● Given data:
================================
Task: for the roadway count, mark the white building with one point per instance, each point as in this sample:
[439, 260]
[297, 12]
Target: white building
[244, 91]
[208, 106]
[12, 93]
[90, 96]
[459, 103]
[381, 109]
================================
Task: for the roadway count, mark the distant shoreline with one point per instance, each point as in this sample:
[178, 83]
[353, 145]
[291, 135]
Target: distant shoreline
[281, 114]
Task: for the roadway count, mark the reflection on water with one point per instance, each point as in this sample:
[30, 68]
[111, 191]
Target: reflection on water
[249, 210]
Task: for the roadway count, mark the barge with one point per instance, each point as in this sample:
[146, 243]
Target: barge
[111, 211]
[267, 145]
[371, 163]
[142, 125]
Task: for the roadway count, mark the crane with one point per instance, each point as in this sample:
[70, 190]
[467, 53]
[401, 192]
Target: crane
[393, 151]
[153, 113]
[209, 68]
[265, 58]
================================
● Task statement:
Whichever lines of the data include the word "count", pull them out.

● Response area:
Task: for the roadway count, mark the white building with one point per instance, each point as in this sample:
Task: for the roadway count, mark the distant shoreline with one point per instance, each point as in this sample:
Task: for the roadway count, mark the reflection on water with one point per instance, each point as in this sample:
Task: for the roadway count, mark the barge with one point per instance, each point as in this sample:
Task: for the roadway count, mark the crane with one point per instance, each point as in this sample:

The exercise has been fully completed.